● **RECORDS FOR THIS EXERCISE**
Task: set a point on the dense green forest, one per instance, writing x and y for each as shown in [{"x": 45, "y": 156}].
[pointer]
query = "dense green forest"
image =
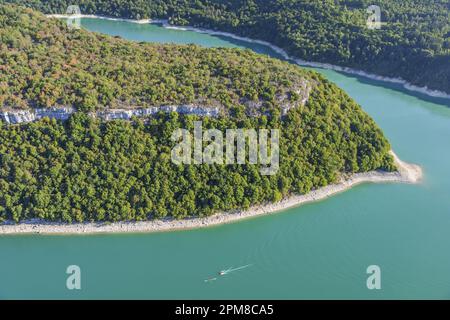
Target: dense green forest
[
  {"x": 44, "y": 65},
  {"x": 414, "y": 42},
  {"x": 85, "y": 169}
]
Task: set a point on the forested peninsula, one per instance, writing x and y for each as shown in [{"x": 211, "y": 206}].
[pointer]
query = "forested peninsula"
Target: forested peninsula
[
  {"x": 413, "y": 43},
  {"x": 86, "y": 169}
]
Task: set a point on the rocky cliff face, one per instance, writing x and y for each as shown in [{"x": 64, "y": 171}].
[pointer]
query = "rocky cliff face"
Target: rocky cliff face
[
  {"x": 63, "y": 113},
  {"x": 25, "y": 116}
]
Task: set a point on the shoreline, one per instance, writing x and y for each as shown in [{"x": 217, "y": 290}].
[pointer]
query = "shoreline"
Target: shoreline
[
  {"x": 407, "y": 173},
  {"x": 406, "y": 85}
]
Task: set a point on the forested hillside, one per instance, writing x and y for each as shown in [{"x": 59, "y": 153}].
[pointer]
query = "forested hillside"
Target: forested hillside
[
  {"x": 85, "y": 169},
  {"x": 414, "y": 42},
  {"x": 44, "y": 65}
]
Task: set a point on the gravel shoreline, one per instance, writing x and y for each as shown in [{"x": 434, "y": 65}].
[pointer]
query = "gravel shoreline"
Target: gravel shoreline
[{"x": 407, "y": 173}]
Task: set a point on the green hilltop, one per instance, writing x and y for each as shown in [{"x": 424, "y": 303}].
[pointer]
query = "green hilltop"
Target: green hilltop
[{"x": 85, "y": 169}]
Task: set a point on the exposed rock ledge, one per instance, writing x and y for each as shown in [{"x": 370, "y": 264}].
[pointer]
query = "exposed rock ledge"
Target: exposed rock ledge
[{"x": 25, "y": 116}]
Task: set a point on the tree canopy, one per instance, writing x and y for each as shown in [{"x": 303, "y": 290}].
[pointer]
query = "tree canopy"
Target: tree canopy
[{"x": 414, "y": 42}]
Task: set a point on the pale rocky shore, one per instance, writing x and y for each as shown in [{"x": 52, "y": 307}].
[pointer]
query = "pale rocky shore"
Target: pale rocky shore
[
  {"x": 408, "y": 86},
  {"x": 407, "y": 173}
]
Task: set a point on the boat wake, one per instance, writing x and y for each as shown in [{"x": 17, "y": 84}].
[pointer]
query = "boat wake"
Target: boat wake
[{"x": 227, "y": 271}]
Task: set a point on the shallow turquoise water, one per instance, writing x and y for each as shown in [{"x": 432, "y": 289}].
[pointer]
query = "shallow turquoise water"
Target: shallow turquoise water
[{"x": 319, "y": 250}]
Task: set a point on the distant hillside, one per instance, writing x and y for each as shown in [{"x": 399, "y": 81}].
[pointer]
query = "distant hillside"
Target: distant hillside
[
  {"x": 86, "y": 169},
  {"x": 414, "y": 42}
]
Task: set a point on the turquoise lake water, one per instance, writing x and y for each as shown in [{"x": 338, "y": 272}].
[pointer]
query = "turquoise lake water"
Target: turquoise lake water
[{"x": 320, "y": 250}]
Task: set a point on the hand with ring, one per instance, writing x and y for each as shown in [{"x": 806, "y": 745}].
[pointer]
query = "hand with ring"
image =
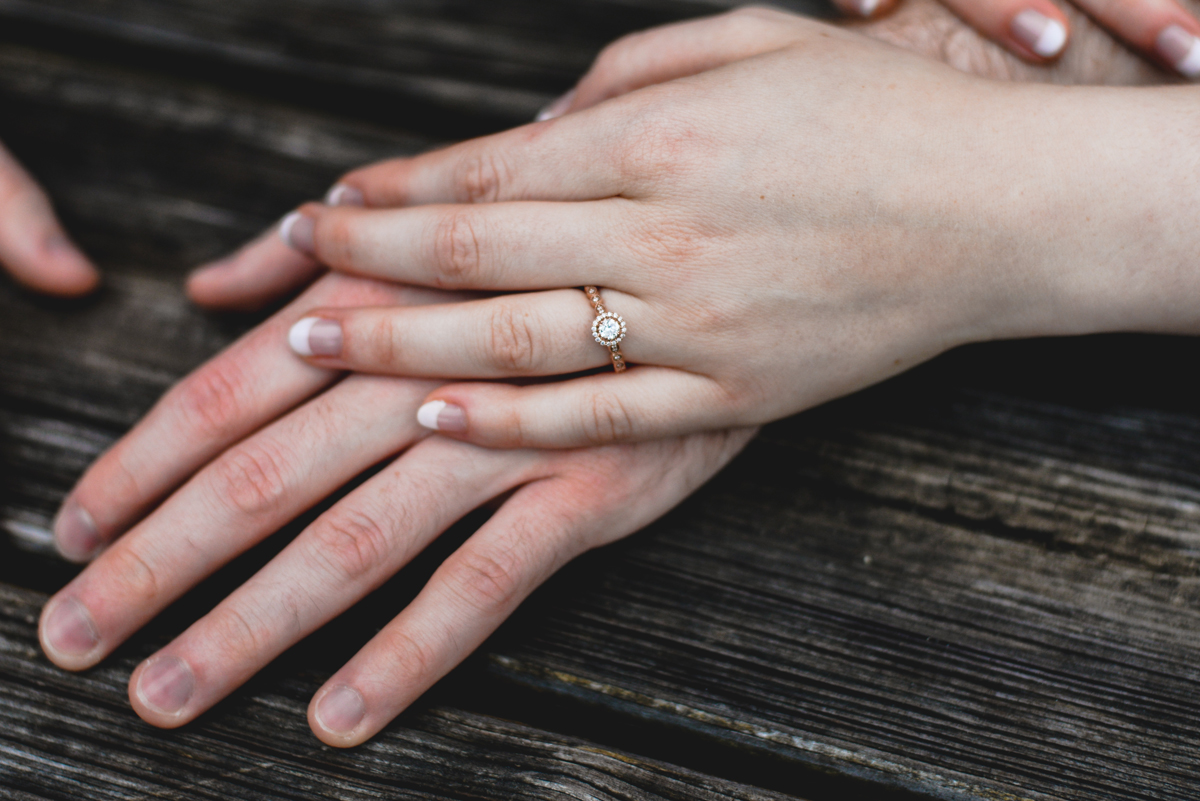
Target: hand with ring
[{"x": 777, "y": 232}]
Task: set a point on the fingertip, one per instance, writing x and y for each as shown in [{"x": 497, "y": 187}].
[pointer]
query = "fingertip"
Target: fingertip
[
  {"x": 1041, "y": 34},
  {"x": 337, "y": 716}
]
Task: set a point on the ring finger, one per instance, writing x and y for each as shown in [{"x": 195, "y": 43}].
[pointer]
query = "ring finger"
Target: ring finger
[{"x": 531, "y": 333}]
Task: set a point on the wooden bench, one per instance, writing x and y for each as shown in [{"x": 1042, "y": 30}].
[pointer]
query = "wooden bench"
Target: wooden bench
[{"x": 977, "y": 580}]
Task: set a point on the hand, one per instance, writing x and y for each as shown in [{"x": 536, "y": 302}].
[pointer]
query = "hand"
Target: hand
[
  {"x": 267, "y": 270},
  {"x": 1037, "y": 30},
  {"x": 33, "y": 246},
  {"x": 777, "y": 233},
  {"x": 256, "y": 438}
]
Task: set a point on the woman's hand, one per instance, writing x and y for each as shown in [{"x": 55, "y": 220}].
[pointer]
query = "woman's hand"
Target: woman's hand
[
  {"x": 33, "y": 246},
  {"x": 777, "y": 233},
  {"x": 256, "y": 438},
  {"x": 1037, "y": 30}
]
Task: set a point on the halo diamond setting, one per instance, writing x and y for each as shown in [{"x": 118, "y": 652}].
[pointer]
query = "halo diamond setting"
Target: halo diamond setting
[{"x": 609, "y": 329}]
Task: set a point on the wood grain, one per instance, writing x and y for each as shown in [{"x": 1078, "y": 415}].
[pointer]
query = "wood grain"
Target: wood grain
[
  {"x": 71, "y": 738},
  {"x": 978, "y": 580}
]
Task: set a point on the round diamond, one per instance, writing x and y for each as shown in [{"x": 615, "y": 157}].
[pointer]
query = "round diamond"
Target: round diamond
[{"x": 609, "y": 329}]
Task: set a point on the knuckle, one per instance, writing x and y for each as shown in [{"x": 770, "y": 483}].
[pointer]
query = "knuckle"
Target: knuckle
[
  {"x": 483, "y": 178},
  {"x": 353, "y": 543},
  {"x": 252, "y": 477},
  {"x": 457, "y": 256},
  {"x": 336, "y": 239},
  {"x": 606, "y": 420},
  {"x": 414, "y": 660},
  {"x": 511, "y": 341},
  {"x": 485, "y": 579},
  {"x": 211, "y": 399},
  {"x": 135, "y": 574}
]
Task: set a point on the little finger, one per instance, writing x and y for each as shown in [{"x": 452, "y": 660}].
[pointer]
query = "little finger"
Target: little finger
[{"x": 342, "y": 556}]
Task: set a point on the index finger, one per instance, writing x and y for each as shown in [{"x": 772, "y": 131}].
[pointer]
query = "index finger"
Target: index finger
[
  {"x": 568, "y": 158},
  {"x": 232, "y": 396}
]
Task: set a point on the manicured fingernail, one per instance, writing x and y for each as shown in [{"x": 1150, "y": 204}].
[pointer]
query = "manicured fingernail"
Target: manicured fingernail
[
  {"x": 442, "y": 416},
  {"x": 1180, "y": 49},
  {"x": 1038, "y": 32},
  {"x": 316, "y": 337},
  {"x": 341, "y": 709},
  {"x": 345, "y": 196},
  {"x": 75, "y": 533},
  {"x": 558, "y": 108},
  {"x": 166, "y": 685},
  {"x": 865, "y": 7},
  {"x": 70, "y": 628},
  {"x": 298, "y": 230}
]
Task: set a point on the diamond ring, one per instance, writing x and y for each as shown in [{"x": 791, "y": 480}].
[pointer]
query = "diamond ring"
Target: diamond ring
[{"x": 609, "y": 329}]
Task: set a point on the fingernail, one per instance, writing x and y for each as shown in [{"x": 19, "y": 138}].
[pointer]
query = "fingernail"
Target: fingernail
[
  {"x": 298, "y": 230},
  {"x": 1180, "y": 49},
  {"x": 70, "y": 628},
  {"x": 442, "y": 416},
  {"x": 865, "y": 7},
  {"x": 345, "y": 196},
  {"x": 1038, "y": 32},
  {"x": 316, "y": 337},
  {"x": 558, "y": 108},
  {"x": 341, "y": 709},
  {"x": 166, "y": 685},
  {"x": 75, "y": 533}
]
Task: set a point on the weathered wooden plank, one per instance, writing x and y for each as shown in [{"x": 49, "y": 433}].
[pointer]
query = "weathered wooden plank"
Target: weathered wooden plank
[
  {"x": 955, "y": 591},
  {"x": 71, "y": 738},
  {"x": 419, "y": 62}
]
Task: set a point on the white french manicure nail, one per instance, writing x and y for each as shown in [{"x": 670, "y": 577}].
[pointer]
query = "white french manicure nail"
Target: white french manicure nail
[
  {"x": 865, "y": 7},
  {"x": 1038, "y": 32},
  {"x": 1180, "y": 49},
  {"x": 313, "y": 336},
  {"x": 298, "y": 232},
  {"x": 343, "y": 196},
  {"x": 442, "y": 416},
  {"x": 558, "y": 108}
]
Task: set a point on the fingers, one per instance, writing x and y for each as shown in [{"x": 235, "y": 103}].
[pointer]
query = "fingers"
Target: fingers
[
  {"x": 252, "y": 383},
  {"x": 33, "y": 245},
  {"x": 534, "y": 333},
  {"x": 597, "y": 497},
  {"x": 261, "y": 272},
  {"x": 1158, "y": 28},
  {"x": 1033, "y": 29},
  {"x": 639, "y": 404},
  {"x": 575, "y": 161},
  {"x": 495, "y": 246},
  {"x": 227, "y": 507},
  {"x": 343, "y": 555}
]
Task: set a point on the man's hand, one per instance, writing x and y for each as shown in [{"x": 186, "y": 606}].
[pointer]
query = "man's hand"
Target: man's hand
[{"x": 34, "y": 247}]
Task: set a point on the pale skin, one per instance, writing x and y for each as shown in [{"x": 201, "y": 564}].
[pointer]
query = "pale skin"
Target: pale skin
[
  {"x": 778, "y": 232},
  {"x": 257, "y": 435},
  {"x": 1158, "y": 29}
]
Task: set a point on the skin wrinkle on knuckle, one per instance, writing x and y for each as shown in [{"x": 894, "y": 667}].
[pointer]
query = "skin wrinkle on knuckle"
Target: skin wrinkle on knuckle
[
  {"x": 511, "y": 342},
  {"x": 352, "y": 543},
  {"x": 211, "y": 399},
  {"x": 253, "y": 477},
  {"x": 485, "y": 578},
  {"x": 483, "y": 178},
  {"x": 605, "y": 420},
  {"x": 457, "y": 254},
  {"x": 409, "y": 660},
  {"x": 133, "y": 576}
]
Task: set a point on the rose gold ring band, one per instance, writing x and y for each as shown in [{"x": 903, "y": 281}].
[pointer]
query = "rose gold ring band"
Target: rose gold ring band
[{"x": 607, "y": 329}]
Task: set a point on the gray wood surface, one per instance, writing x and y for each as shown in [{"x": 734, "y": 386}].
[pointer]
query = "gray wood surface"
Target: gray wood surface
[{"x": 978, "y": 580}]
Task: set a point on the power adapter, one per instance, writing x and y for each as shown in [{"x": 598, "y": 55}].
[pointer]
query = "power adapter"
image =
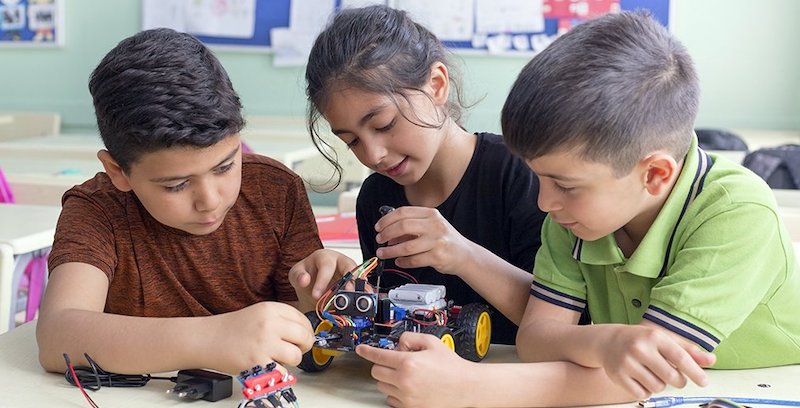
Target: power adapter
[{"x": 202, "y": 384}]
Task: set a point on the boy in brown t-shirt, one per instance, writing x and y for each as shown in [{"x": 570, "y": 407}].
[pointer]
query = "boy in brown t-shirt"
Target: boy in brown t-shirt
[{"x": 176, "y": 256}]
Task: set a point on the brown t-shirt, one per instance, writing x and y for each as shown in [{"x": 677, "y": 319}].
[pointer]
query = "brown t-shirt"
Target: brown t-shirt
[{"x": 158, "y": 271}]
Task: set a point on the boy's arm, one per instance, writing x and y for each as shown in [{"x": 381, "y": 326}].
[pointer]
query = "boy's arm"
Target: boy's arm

● **EXERCISE AIM**
Repeat nothing but the lines from the one containing "Task: set a point on the power" through the end of the entries, exactly, and skip the pictures.

● **CORRECT RESPONSE**
Task: set a point on the power adapter, one per instance, writing x and y for each as shown in [{"x": 598, "y": 55}].
[pointer]
query = "power adapter"
image =
Target: power adapter
[{"x": 202, "y": 384}]
Task: set a point on the boy in brown t-shirt, one per instance, writing x and y for each as shown in [{"x": 570, "y": 407}].
[pointer]
query = "boy in brown t-shirt"
Target: boy in brown t-shirt
[{"x": 176, "y": 256}]
Task: set a point on the brown t-shirt, one per instance, writing x and y for each as shown in [{"x": 677, "y": 319}].
[pointer]
query = "brown t-shirt"
Target: brown t-shirt
[{"x": 158, "y": 271}]
Task: set a point on the boy's arm, one per instance, writing x and y for each as shown in [{"x": 381, "y": 326}].
[pointer]
query = "boy's arm"
Target: boy's arm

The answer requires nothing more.